======== SOURCE EXTRACT

But it is neither Nyerup, Worsaae, nor Thomsen to whom belongs the final credit for Denmark’s pre-eminence in things archæological. That must go to the Danish people, whose unusual interest has been indispensable in making the national archæological exhibit the most complete possessed by any nation, except Norway and Sweden. But there is no mystery connected with the Scandinavian zeal for things prehistoric; it has a sound historical basis, which is akin to family pride. No other peoples of Europe have so long held the soil now occupied by them as have the Scandinavians. In fact, the ancestors of the modern Scandinavians reached the northwest of Europe even before they were Scandinavians; it was only during the long centuries following their arrival that they acquired the physical and mental characteristics which distinguish them from other peoples of Teutonic stock. When my pre-Scandinavian forefathers and foremothers came into the present Scandinavian lands, a thousand years or so before the birth of Christ, they were in the New Stone Age of culture. And while nations rose and fell in other parts of Europe—while Celt fell before Roman, and Roman before Teuton, and Teuton before Saracen and Slav—the people who were becoming Scandinavians remained isolated in their northern land, frequently quarreling among themselves, it is true, but unjostled and uninvaded by alien blood. Consequently, to the modern Scandinavians practically all archæological remains found in the land seem almost ancestral relics, and, naturally, they take a tremendous interest in them.
The exhibits are arranged in the museum in chronological order, beginning with the Old Stone Age, and visitors are expected to follow Denmark’s cultural development progressively. I know, because I unwittingly entered first one of the rooms containing exhibits from the late Middle Ages, and the vigilant guard courteously but firmly showed me to the door on the opposite side of the vestibule. I was not to be permitted to get an inverted idea of Denmark’s past, even if I wished to do so.
The earliest part of the Old Stone Age in Denmark is represented in the museum by a section of a kitchen midden, or shell mound. The primeval settlers of Scandinavia did not live in the days of patent garbage cans and incinerators; hence, after a feast of raw or baked clams or oysters on the half shell, they dumped the shells upon the community refuse heap—and thus were saved dish-washing. When they feasted on mammals and birds, the bones were thrown upon the same garbage pile; but the middens are mostly made up of shells, for shell fish—especially oysters—were wonderfully abundant in the Baltic in the Old Stone days, and could be had for the digging.
I was particularly interested in this bona fide, primitive Danish garbage heap because a few years ago I saw a midden of the same general character, left by the ancestors of the American Indians, when they were at the same stage of culture as the makers of the Danish shell mounds. Perhaps I have told you before of the midden which I saw in California. It was near Point Richmond, on the shores of San Francisco Bay; but as the land on which it stood has long been sinking, it had been partially carried away by the waves. On the other hand, since the coast of Denmark is rising, many of the Danish middens are now far inland. But the two kinds of prehistoric garbage heaps bore a striking resemblance to each other; both were made up largely of shells, interspersed here and there with bones.
Until the middle of the last century, the world believed that the many heaps of shells, mixed with bones, found here and there on the coasts of Denmark, were merely due to the in-wash of the sea waves. Professor Worsaae it was who discovered their true origin. In 1850 he proved them to be of human formation. Though this seems a very simple discovery, it was a very important one in archæology, for it explained similar mounds in other parts of the world, and it led to a most careful investigation of the Danish middens, resulting in the disclosure of fragments of weapons and utensils which threw light upon a people whose one-time existence the Danish archæologists had hitherto not even suspected.

================
======== DATASET RECORDS

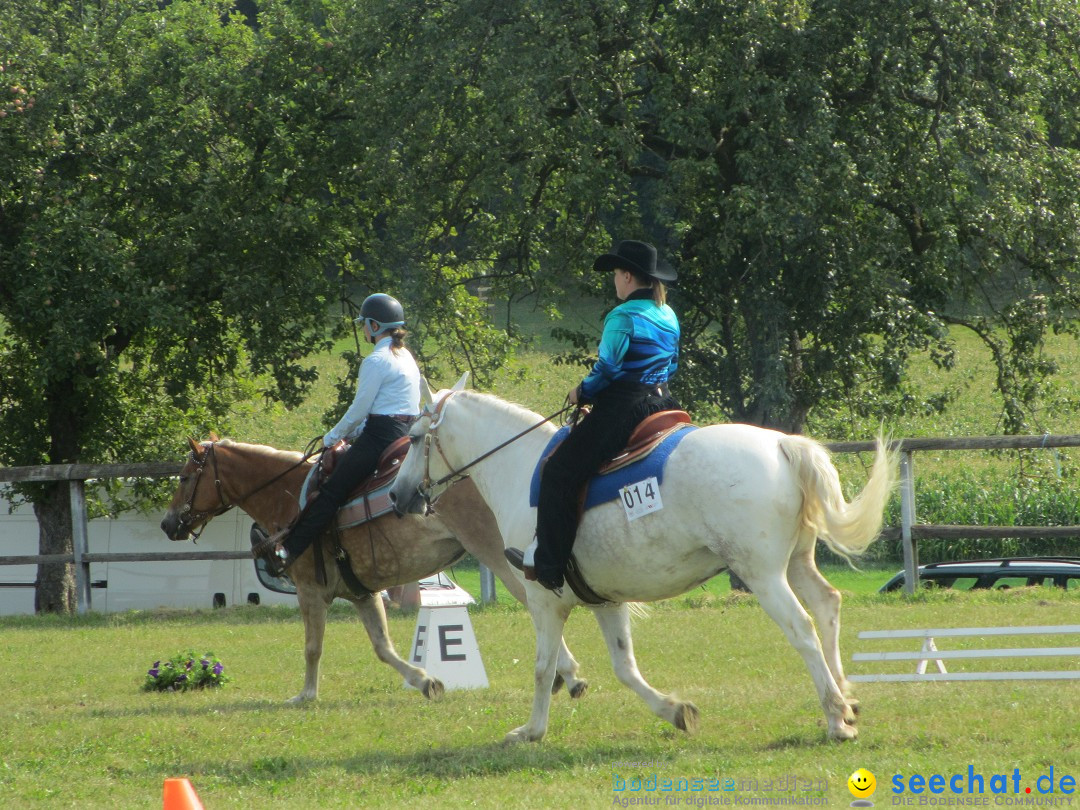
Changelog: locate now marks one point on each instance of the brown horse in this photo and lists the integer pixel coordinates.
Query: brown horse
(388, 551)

================
======== DATASET RECORDS

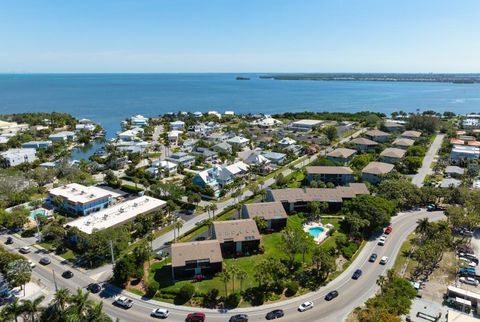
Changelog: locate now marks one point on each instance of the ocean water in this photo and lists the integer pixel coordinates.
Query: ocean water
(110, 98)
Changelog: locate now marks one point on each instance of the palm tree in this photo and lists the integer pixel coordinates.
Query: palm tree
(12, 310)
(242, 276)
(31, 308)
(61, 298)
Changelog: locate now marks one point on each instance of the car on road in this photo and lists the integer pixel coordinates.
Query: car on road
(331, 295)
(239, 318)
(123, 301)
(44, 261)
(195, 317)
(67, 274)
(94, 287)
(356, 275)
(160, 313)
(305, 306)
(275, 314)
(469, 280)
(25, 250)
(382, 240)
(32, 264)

================

■ **PROBLEMS**:
A: Find each line of the listing that contains the word "instance", and copy those lines out.
B: Carry on the passage about Denmark's prehistoric shell mounds past its last sentence.

■ **ANSWERS**:
A:
Changelog: locate now marks one point on each instance of the brown horse in this photo and lists the integer pixel coordinates.
Changelog: locate now marks one point on each instance of the ocean water in this photo and lists the integer pixel coordinates.
Changelog: locate now marks one point on each instance of the palm tree in this photo and lists the integer pixel coordinates.
Changelog: locate now marks one point on each instance of the car on road in this photo and lists the integer pixel coordinates.

B:
But though we are introduced familiarly to their garbage heaps and to a few of their personal belongings, much uncertainty exists regarding the midden-builders of Denmark’s Old Stone Age. We know, to be sure, that they probably lived in huts of boughs and skins, or in caves; that their food was fish and game, with perhaps roots and berries; that they could manufacture a very rough sort of pottery; that their weapons and implements were of the most crudely-worked stone. But of how these ancients themselves appeared, whence they came, and whither they went, we know nothing. It seems pretty certain that they were a different people from the ancestors of the modern Scandinavians. Indeed, some scientists have suggested that the midden people were members of the yellow race, probably related to the Eskimo, or to the Lapp. And in the absence of proof this theory will do as well as any other.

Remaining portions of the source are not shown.